Helping Dairies Prosper and Expand
Dairies that prosper and expand have better managed the four obstacles listed below. Those obstacles have become more technical and complicated and increasingly regulated by the Environmental Agency’s (EPA) 2008 Concentrated Animal Feeding Operations Rule.
- Increased Manure Storage Obstacle
- Odor Control Obstacle
- Rainwater Mitigation Obstacle
- Bio-gas Reduction Obstacle
The goal is to have a dairy lagoon that:
- Is biologically active.
- Has little or no crust on the surface.
- Keeps solids suspended in slurry.
- Doesn’t emit unhealthy gases.
- Can be emptied with a pump.
The Dairy Lagoon Challenge
Bioaugmentation in wastewater has not been something easily understood and implemented. As with anything new, there is fear of the unknown. That fear leads some to investing in mechanical devices or physical processes that require energy costs and increased labor both of which are too costly for the small farmer and hurts profits for the large farmers.
Dairy manure lagoons are inherently anaerobic (lack oxygen) and therefore the raw bacteria that is present stops working due to the absence of oxygen. Solids, if left on their own, don’t decompose in dairy waste lagoons. As a result, degradation must occur under septic conditions which are slow, odorous, and yield incomplete conversions of waste.

[Stored data]
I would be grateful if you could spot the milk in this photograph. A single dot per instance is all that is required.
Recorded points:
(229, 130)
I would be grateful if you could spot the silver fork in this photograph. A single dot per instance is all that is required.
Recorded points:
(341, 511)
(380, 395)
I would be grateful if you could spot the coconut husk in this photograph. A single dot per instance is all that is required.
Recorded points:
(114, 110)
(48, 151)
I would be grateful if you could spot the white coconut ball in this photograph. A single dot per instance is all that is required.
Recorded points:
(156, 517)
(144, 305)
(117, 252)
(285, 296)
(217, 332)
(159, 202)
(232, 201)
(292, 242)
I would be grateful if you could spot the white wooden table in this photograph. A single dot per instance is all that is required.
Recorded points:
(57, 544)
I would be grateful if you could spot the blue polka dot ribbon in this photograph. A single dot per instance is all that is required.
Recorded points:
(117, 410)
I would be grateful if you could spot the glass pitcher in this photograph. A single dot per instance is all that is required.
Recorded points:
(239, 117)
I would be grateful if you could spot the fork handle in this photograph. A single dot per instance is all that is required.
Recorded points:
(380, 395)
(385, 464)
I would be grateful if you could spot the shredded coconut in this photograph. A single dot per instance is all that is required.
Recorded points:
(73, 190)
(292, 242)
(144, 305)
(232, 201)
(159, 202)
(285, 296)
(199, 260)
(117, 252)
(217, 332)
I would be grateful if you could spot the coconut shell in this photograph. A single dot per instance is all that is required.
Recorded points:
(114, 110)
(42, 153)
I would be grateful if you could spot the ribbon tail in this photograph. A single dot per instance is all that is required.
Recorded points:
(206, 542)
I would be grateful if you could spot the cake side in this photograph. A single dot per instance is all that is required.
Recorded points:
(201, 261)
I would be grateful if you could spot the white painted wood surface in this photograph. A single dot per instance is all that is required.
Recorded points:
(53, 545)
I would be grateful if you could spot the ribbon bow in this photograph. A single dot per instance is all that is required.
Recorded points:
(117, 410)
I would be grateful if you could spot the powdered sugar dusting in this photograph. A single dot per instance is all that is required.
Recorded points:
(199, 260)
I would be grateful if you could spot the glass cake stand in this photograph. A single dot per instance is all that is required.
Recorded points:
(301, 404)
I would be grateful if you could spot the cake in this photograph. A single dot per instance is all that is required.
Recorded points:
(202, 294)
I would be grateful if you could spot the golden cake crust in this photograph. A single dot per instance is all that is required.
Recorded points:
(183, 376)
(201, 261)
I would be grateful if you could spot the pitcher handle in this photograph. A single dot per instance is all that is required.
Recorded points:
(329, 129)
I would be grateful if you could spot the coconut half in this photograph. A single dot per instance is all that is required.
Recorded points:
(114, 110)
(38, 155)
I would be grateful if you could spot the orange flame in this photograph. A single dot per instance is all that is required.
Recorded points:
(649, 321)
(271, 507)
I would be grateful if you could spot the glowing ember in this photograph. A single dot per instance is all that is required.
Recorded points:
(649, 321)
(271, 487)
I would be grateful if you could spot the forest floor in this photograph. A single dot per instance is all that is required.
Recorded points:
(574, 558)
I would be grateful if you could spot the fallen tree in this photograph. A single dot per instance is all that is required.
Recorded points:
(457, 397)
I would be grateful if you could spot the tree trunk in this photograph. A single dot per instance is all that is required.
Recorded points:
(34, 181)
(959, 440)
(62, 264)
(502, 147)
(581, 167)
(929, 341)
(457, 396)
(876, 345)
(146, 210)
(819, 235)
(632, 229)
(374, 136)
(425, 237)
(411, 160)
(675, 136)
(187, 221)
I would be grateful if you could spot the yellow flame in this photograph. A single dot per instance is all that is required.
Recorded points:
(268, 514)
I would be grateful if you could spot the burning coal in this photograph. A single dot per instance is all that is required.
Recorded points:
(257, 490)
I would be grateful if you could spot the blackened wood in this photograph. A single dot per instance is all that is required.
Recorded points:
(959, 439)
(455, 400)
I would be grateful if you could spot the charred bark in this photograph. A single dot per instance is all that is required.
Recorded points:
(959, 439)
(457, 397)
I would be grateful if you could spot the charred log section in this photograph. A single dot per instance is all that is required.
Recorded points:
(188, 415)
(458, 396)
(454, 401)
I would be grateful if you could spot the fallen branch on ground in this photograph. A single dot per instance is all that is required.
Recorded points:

→ **Task objective**
In the dairy lagoon text, why does the raw bacteria present in dairy manure lagoons stop working?

→ **Result of this exercise**
Dairy manure lagoons are inherently anaerobic, meaning they lack oxygen. The raw bacteria in them stops working because there is no oxygen.